◆ Problem
Copy every entry below, exactly and in full.

+++ Records for the task +++

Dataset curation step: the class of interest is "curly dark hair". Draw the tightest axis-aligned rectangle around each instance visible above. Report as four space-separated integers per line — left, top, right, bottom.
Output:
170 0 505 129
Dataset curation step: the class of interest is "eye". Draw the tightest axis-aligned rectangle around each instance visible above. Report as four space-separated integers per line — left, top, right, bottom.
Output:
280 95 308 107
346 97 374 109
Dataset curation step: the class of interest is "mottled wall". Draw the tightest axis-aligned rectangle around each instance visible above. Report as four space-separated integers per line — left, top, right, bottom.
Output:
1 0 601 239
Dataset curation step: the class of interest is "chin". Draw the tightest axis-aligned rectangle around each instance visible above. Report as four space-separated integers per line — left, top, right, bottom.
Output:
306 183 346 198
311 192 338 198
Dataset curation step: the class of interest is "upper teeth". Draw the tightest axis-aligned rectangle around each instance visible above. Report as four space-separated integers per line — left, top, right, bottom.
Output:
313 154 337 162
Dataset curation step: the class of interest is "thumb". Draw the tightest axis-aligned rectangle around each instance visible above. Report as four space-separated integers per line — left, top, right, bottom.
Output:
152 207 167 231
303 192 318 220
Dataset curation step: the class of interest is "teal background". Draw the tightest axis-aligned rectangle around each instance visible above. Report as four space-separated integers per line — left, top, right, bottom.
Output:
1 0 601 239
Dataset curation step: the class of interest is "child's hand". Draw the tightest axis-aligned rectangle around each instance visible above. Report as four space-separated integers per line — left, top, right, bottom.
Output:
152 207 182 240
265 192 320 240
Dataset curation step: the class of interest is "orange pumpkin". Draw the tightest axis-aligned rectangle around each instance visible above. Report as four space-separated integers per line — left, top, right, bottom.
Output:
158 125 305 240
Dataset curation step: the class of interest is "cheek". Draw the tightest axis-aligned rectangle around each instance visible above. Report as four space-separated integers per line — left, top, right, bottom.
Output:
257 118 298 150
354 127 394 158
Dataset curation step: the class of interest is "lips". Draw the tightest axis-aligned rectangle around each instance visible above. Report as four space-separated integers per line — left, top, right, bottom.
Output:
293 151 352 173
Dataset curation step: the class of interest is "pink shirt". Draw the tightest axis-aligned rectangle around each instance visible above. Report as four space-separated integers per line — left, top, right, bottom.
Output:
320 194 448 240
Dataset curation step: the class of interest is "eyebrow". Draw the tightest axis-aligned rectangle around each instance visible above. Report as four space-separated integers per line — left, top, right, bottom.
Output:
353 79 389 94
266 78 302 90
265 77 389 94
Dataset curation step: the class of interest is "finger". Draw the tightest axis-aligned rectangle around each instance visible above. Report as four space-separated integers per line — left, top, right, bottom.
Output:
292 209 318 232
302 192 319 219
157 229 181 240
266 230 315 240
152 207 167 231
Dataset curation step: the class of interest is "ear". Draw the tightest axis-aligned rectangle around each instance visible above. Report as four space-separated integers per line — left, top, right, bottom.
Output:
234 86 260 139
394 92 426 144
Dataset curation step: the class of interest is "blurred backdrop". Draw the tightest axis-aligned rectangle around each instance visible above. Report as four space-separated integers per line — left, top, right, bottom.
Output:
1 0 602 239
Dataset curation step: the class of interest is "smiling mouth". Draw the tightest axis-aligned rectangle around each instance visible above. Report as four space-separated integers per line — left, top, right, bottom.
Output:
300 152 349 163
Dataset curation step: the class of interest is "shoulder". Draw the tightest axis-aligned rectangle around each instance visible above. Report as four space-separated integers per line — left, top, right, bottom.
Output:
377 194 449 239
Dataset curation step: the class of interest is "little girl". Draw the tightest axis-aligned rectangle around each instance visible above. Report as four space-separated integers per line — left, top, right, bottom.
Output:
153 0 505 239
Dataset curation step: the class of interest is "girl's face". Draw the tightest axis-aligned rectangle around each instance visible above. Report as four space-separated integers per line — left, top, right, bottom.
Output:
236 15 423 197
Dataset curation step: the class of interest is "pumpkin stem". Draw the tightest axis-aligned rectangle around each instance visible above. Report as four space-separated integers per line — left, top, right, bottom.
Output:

+++

◆ Completed exercise
Dataset curation step: the class of interest is "curly dark hair". Draw the tightest axis-aligned rectangle around each instance visible above. Report as four space-separated integers per line — left, top, right, bottom.
Output:
170 0 505 129
Dataset curation step: the class of interest is "eye". Draw the tightest axis-aligned rectangle around each instance visible above. Report as four space-separated integers per line — left, top, right, bottom.
Output:
280 95 308 107
346 97 374 109
Dataset curation step: the class of interest is "mottled wall". Draw the tightest axis-aligned rectangle around each instance visible above. Report as four space-separated integers per line — left, top, right, bottom.
Output:
1 0 601 239
Dataset curation step: the class of interest is "chin". Draw the tightest axis-aligned rectangle around each instance visible above. Report as four space-separated integers per line — left, top, right, bottom.
Output:
306 183 346 198
311 192 338 198
Dataset curation step: the class of interest is "upper teeth". Draw the tightest axis-aligned rectangle around each instance visible above. Report as four space-separated integers per line — left, top, right, bottom.
Output:
313 154 337 162
Dataset curation step: the class of interest is "thumb". Draw the tightest axis-aligned rectangle around each instance visible above. Report as four space-separated integers per line — left, top, right, bottom.
Output:
152 207 167 231
303 192 318 220
Dataset curation step: the class of interest is "teal background". Draw the tightest axis-aligned rectangle around each instance visible above. Report as four space-separated integers per line — left, top, right, bottom.
Output:
1 0 601 239
Dataset curation step: the class of interest is "child's hand". Draw the tightest axis-aligned rectangle around each instance visible above. Report as four space-separated integers per line — left, top, right, bottom.
Output:
152 207 182 240
265 192 320 240
Dataset curation step: the class of interest is "orange pumpkin". Draw the tightest axis-aligned rectangle around each instance visible above. Report as four space-separated integers per line — left, top, right, bottom.
Output:
158 125 305 240
Dataset curation step: the class of interest is "cheek". Draw the tightest axis-aligned rectangle around each instance visible above. Report as four space-separated integers per line — left, top, right, bottom.
Output:
257 118 298 150
354 127 394 158
Dataset curation step: the class of interest is "lips". Draw the tightest axis-aligned rectangle around each instance visible above. Report as four space-separated integers per line — left, top, right, bottom.
Output:
293 151 352 173
Dataset curation step: the class of interest is "pink shirt". Draw the tightest axis-aligned rectangle around each instance visible above. Report as four space-separated integers per line — left, top, right, bottom.
Output:
320 194 448 240
Dataset curation step: the class of interest is "eyebrow". Draw the tightest axis-aligned rectangle around each instance visible above. Report as four space-separated integers per line — left, top, right, bottom.
Output:
353 79 389 94
266 78 302 90
265 77 389 94
Dataset curation step: the class of interest is "finger". Draw the tightest axis-aligned rectangle around each instance visible above. Report as four space-separated integers per line — left, top, right, bottom.
Output:
292 209 318 232
302 192 319 219
157 229 181 240
266 230 315 240
152 207 167 231
Dataset curation step: the class of interest is "ear". Draw the tightest axis-aligned rectangle around each instance visible above. Report as four space-separated integers per line — left, top, right, bottom.
Output:
234 86 260 139
394 92 426 144
Dataset curation step: the class of interest is "blurred backdrop". Draw the tightest axis-aligned rectangle around each instance visible above. Report as four space-separated integers per line — left, top, right, bottom.
Output:
1 0 602 239
Dataset curation step: the class of interest is "smiling mouth". Draw the tightest axis-aligned rectangle around each instance visible above. Report as four space-separated integers per line — left, top, right, bottom.
Output:
300 152 349 163
Dataset curation step: the class of interest is "shoulder". Draw the tightest axis-aligned rectangle around each instance visible above. Report as four space-separated integers per line — left, top, right, bottom.
Output:
377 194 449 239
Dataset curation step: the class of interest is "little girl". Draw the tightest axis-aligned rectangle around each instance visible above. Report as four space-separated integers per line — left, top, right, bottom.
Output:
153 0 505 239
Dataset curation step: the class of interest is "girl's face". Draw the tightest axis-aligned rectangle around each instance visible above. Report as four space-separated integers per line — left, top, right, bottom.
Output:
236 15 423 197
Dataset curation step: the class of interest is "pumpkin stem". Draw the tightest axis-aligned rectangle around each instance visible above. Report as four space-separated integers per line — left, top, right, bottom.
Output:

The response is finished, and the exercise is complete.